# Activity
Output the data below exactly. Leave nothing out.

# The input
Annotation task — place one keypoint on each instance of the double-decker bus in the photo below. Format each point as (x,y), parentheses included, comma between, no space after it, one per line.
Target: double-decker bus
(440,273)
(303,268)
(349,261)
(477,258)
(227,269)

# Answer space
Annotation task — place one keypoint on each instance of the double-decker bus in the photo below. Format each point as (x,y), parentheses included, comma between, no space after it, one per line.
Target: double-decker bus
(440,273)
(303,268)
(349,261)
(477,258)
(227,269)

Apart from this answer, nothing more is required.